====== Source records

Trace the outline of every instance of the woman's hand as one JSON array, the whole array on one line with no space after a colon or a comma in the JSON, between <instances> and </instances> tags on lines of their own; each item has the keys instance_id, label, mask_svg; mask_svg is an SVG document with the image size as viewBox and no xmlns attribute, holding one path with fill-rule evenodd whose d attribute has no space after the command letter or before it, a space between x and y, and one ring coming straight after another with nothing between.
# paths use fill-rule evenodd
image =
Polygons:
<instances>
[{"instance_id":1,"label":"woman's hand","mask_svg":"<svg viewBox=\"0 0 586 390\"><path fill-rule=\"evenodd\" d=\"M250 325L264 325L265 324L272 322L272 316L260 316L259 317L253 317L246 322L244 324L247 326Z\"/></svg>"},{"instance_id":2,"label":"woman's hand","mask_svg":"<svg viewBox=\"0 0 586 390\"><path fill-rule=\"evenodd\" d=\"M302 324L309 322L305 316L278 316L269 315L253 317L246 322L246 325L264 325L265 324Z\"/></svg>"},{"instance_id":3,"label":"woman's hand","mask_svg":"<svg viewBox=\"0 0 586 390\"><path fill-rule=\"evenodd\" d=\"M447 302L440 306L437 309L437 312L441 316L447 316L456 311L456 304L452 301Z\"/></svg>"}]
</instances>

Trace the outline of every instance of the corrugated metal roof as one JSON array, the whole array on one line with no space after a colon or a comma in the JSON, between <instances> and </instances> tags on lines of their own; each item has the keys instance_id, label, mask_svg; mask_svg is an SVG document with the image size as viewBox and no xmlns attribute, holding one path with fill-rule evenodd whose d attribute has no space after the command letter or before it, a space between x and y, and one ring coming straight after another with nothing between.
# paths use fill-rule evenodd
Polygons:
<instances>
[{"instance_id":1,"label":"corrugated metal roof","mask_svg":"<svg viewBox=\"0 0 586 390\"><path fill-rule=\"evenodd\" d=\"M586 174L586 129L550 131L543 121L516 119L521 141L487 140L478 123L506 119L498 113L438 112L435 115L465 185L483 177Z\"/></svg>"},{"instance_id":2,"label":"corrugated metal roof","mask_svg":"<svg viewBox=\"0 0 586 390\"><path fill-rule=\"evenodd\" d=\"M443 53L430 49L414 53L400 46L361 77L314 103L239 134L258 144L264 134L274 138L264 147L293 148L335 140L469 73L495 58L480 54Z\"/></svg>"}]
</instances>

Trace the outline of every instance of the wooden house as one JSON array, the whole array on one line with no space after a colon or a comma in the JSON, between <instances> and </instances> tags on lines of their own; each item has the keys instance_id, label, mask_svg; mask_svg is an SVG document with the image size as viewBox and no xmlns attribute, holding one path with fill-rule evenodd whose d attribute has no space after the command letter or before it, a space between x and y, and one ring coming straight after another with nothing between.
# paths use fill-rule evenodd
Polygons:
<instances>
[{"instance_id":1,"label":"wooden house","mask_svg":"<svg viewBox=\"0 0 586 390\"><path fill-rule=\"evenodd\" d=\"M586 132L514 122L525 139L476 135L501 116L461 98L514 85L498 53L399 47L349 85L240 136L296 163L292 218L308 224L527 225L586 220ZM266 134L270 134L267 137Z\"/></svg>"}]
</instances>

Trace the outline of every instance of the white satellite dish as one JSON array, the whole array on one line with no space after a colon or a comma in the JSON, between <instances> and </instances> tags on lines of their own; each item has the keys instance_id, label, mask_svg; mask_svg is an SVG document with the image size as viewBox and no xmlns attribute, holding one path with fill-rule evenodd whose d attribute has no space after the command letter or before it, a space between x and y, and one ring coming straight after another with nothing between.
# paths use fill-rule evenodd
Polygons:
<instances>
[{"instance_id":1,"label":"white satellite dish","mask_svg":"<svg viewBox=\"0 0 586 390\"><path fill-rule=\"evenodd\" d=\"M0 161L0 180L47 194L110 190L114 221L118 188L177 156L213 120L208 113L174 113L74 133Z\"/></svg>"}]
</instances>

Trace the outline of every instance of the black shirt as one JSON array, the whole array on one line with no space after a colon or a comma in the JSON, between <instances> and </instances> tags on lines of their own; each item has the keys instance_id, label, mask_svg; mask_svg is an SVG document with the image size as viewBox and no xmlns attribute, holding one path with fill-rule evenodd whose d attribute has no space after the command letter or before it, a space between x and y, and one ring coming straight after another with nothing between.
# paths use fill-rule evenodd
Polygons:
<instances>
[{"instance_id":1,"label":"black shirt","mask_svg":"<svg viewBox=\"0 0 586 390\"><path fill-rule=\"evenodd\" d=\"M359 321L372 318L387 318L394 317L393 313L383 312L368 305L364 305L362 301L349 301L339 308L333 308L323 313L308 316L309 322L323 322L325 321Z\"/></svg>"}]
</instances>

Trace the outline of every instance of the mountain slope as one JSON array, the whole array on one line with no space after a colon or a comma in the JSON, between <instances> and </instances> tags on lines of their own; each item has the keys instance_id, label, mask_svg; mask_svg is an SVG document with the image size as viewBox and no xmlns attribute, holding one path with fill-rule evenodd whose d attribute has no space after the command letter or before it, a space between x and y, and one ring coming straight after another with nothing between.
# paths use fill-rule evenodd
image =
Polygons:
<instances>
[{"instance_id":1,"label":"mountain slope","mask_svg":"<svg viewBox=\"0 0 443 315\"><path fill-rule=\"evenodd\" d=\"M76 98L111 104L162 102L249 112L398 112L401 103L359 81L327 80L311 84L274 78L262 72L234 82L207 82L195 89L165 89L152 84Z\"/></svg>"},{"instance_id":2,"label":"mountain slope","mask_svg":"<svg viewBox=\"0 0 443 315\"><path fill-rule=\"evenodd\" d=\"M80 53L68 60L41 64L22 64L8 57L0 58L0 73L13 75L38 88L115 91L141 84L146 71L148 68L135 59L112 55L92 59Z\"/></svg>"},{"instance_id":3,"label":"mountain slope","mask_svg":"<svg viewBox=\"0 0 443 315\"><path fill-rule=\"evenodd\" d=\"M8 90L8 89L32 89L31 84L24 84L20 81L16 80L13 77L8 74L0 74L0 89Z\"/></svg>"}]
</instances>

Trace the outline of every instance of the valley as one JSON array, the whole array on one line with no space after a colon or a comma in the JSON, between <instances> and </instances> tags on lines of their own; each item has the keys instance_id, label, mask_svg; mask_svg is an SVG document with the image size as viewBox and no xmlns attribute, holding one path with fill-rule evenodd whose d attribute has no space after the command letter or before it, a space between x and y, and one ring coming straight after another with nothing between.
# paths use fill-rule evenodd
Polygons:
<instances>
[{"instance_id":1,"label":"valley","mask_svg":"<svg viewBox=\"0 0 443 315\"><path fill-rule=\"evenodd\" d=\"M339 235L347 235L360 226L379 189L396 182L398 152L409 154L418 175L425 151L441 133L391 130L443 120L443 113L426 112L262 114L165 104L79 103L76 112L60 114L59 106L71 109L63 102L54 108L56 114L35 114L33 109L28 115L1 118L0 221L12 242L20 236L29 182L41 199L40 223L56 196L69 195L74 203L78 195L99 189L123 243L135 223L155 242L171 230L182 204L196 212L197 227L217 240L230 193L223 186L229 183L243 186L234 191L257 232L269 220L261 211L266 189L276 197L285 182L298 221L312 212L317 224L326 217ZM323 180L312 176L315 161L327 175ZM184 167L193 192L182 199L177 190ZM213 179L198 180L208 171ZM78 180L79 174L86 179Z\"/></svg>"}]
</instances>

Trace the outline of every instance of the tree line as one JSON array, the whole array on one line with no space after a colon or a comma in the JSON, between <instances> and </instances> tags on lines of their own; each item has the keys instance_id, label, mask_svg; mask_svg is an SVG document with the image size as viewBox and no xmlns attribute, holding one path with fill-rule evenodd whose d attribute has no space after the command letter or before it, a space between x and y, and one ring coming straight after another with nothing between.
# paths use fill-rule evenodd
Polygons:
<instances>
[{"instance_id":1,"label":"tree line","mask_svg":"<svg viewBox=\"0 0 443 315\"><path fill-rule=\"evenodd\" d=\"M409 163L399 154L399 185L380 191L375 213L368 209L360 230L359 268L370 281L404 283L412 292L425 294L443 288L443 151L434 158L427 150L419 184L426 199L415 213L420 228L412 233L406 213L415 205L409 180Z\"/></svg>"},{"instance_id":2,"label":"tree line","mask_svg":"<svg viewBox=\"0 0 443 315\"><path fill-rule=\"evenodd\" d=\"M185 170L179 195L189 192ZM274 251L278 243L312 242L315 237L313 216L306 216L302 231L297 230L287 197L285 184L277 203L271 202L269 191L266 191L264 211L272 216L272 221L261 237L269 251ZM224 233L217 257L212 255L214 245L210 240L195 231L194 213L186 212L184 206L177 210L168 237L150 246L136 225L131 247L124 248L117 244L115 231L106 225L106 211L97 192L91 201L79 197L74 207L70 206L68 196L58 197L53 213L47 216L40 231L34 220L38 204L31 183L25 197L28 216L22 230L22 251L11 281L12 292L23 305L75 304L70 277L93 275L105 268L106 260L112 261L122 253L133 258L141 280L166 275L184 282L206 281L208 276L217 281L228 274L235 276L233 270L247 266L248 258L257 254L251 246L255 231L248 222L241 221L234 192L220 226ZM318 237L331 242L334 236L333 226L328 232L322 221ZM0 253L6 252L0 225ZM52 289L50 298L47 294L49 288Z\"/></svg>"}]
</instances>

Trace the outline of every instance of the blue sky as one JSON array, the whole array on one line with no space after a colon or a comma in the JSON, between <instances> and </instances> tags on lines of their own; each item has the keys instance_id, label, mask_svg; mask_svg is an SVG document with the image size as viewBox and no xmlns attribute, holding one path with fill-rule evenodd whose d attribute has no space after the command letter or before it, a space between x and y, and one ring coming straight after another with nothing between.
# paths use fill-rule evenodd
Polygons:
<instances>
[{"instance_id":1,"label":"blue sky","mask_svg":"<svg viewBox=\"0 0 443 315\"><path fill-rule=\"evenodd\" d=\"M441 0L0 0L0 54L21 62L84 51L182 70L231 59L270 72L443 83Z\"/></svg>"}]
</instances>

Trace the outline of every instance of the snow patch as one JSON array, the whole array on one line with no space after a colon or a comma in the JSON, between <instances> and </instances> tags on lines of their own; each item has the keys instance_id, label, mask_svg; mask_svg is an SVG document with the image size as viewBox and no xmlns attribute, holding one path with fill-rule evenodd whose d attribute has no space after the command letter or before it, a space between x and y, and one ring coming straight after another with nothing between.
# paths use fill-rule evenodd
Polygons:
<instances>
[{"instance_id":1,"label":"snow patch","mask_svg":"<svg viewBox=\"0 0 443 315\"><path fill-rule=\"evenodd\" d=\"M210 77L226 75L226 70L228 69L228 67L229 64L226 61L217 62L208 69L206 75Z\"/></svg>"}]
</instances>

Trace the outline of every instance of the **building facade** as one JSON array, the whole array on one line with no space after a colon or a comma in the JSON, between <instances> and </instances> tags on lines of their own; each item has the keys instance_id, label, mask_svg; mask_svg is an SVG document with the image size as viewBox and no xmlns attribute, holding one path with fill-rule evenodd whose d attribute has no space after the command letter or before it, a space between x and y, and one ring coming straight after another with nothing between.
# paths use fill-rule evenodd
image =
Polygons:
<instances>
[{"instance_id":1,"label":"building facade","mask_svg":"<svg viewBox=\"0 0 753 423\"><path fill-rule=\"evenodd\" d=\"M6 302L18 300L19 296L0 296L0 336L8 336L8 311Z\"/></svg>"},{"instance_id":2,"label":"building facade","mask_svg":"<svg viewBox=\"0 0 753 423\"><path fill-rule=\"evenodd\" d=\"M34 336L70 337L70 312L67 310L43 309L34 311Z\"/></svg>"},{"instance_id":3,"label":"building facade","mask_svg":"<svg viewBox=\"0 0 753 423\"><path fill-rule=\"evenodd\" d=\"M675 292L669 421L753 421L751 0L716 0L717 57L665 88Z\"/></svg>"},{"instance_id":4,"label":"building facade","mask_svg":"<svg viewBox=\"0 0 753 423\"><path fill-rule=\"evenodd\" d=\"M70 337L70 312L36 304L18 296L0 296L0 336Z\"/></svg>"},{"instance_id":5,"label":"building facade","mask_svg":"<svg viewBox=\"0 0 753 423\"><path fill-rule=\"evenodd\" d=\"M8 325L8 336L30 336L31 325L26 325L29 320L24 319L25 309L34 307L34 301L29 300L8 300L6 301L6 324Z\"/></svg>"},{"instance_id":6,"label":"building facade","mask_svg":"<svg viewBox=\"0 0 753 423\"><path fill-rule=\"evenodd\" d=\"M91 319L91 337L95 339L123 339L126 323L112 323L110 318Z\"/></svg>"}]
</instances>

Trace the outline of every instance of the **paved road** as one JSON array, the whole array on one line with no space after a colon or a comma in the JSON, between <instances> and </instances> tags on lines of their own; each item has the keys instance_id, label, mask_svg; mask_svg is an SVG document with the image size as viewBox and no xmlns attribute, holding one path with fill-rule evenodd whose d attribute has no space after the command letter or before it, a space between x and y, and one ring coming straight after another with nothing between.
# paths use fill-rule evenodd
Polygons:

============

_What the task asks:_ Copy out the items above verbatim, from the line containing "Trace the outline of every instance of the **paved" through the last line of the items.

_Worked solution:_
Trace the outline of every instance of the **paved road** as one JSON array, the whole array on one line with no space after a colon or a comma in the JSON, between <instances> and </instances> tags on lines of their own; each item has the keys instance_id, label, mask_svg; mask_svg is an SVG document with the image size as viewBox and no xmlns attribute, holding one path with fill-rule evenodd whose d attribute has no space after the command letter or before it, a space between x and y, and one ring coming straight after another with nothing between.
# paths use fill-rule evenodd
Polygons:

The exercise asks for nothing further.